** Exercise requirements **
When a line contains the string "shadowed", it counts once; give the total of such lines in the entries below and nothing else.

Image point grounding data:
*** Block opens ***

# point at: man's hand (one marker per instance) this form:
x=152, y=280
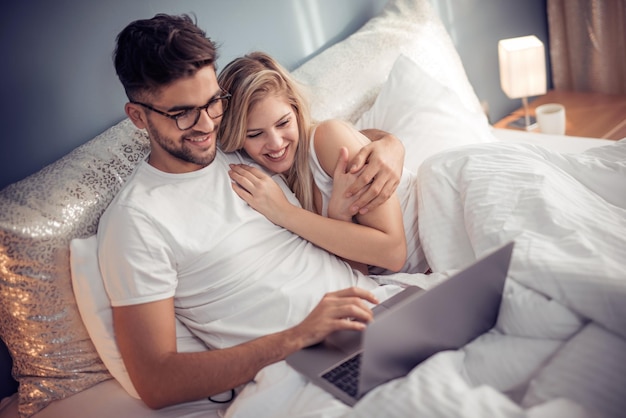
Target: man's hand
x=344, y=309
x=379, y=165
x=340, y=206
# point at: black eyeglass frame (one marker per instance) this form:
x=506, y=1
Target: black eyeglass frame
x=225, y=97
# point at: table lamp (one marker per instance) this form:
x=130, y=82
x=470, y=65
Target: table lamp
x=522, y=73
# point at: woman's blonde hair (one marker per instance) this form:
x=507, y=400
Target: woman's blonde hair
x=250, y=79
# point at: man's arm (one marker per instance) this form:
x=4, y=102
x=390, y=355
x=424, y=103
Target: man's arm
x=382, y=162
x=146, y=336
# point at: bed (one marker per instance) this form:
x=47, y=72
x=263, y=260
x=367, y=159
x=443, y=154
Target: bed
x=559, y=346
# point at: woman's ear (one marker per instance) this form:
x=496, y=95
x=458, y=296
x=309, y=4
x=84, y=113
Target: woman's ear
x=136, y=114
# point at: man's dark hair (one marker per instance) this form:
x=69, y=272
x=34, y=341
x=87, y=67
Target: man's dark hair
x=152, y=53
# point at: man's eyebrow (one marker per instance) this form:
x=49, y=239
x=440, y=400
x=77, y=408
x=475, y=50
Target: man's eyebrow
x=180, y=108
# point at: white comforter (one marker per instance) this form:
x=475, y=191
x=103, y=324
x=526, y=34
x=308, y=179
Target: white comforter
x=559, y=347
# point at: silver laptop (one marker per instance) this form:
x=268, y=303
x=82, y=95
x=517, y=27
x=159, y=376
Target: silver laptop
x=407, y=329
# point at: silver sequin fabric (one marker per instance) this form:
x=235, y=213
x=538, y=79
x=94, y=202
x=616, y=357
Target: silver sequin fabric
x=39, y=320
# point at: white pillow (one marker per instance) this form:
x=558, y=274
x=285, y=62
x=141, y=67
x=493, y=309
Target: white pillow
x=345, y=79
x=95, y=310
x=427, y=116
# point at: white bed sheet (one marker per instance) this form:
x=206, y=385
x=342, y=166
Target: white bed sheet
x=559, y=143
x=466, y=382
x=559, y=347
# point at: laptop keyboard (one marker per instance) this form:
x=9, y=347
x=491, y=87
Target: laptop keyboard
x=346, y=375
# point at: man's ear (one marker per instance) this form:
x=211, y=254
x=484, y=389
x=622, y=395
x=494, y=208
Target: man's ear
x=136, y=114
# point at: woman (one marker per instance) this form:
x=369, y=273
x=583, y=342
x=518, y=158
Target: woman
x=268, y=118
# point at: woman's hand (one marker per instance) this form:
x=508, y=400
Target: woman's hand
x=260, y=191
x=379, y=167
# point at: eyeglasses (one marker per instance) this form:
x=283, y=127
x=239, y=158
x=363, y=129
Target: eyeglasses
x=187, y=119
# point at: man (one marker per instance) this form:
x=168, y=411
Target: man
x=177, y=242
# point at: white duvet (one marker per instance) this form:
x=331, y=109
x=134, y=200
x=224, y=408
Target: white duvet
x=559, y=346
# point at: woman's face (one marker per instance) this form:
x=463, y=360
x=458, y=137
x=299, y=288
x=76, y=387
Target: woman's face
x=272, y=134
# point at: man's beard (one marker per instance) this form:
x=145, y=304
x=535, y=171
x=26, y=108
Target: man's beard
x=178, y=148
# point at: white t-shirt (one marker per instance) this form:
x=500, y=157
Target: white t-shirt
x=407, y=194
x=233, y=274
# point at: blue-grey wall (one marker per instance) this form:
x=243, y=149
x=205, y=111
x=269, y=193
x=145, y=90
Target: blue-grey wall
x=59, y=89
x=57, y=81
x=476, y=26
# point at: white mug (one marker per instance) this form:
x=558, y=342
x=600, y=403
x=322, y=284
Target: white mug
x=551, y=118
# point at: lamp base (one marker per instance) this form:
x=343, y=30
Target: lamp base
x=521, y=123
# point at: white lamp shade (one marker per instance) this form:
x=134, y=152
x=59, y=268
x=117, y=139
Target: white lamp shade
x=522, y=66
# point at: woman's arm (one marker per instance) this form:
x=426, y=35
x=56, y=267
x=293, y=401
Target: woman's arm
x=379, y=238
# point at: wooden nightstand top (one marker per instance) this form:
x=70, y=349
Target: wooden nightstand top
x=593, y=115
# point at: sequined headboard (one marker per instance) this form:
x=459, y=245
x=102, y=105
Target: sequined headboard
x=39, y=319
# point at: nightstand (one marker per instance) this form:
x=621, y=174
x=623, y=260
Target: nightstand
x=593, y=115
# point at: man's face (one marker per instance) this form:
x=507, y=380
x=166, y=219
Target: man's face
x=181, y=151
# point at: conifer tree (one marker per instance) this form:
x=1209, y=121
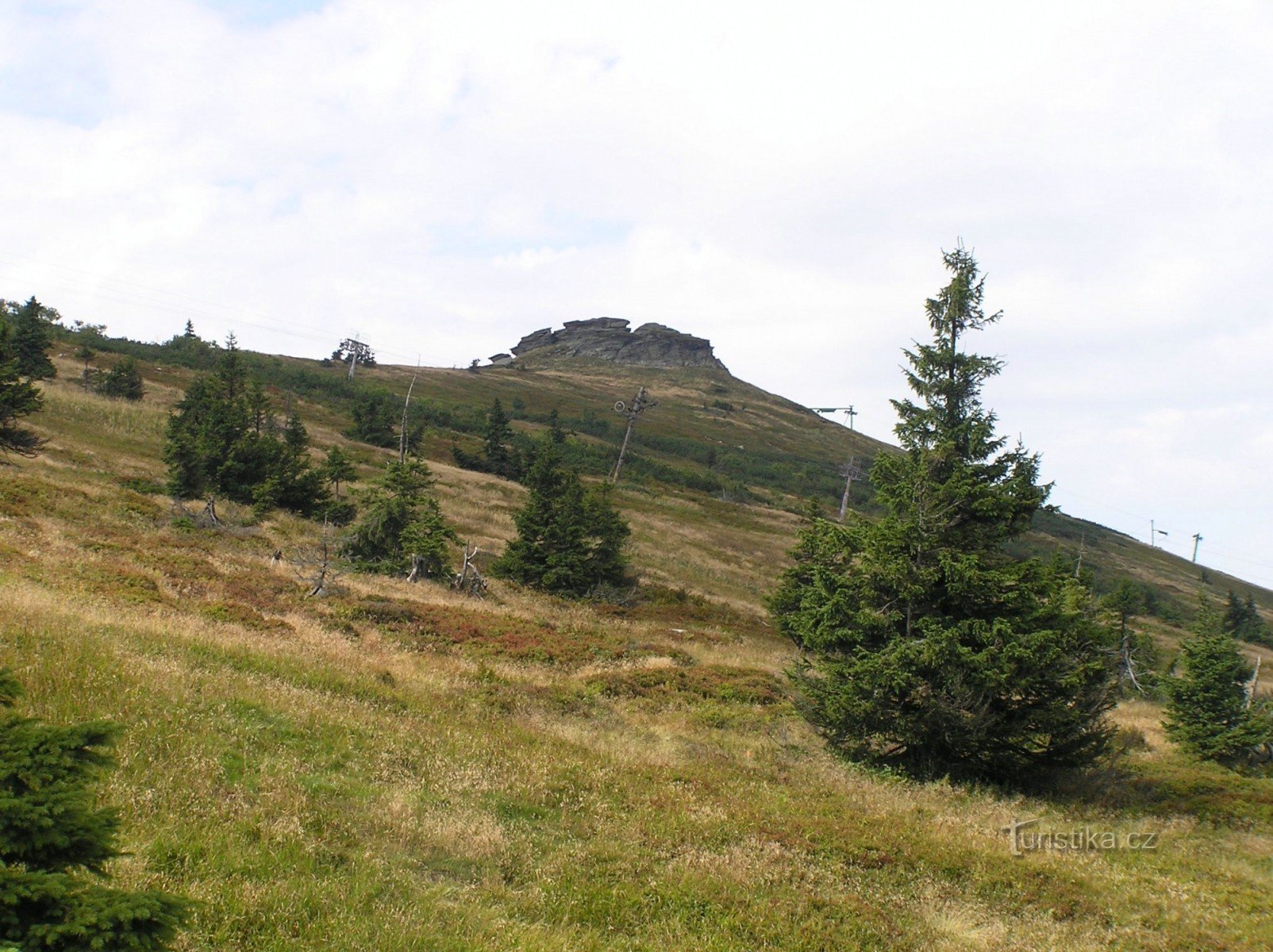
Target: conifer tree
x=337, y=467
x=55, y=843
x=1208, y=710
x=402, y=524
x=568, y=540
x=498, y=456
x=32, y=336
x=122, y=382
x=217, y=444
x=925, y=644
x=19, y=397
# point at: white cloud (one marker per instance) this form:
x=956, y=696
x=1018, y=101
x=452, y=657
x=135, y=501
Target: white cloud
x=447, y=177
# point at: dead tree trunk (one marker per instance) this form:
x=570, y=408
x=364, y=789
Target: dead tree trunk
x=469, y=579
x=640, y=404
x=402, y=437
x=851, y=472
x=209, y=516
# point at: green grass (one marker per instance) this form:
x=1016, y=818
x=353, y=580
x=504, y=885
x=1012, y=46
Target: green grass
x=398, y=768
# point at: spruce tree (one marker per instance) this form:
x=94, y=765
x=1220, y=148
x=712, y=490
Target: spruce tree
x=1208, y=710
x=217, y=443
x=568, y=540
x=122, y=382
x=925, y=644
x=402, y=524
x=19, y=397
x=55, y=844
x=32, y=337
x=337, y=467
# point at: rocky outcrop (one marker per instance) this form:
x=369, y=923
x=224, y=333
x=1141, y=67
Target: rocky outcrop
x=610, y=339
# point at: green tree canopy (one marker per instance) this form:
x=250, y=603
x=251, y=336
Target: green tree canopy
x=122, y=381
x=32, y=337
x=217, y=443
x=925, y=644
x=1208, y=710
x=19, y=397
x=402, y=526
x=568, y=540
x=55, y=843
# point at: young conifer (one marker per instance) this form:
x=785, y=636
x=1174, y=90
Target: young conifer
x=55, y=843
x=925, y=644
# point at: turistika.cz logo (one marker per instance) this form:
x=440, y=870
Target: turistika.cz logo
x=1077, y=839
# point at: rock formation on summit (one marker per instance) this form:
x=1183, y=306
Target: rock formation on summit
x=610, y=339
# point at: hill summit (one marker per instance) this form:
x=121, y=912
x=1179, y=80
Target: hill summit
x=610, y=339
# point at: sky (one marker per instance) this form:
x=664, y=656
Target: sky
x=440, y=178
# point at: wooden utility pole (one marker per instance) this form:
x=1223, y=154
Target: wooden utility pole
x=851, y=472
x=353, y=358
x=848, y=411
x=640, y=404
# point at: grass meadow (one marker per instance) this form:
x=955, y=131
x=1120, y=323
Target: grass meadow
x=398, y=768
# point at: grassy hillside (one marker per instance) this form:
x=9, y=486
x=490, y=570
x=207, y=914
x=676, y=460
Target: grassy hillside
x=398, y=768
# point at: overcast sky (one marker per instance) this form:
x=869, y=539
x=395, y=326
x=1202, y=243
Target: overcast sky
x=444, y=177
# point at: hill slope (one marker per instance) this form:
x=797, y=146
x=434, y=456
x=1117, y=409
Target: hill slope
x=398, y=768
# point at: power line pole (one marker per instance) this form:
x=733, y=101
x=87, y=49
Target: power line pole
x=640, y=405
x=353, y=358
x=848, y=411
x=851, y=471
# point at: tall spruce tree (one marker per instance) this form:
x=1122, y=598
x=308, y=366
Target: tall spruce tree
x=218, y=443
x=55, y=843
x=32, y=337
x=122, y=382
x=402, y=527
x=569, y=540
x=1208, y=710
x=925, y=644
x=19, y=397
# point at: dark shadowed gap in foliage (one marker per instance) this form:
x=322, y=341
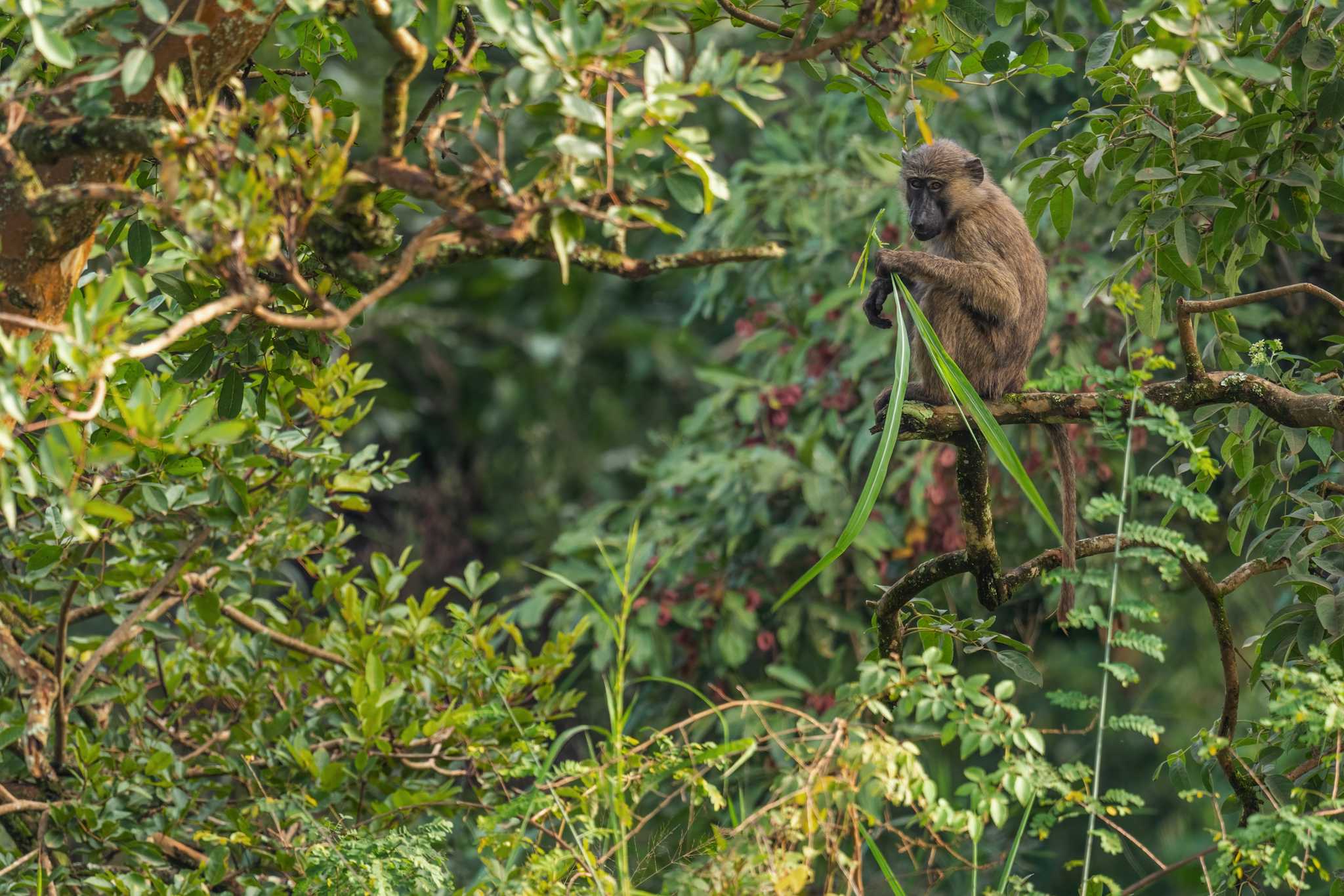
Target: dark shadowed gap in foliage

*** Block closes ***

** Expected answer **
2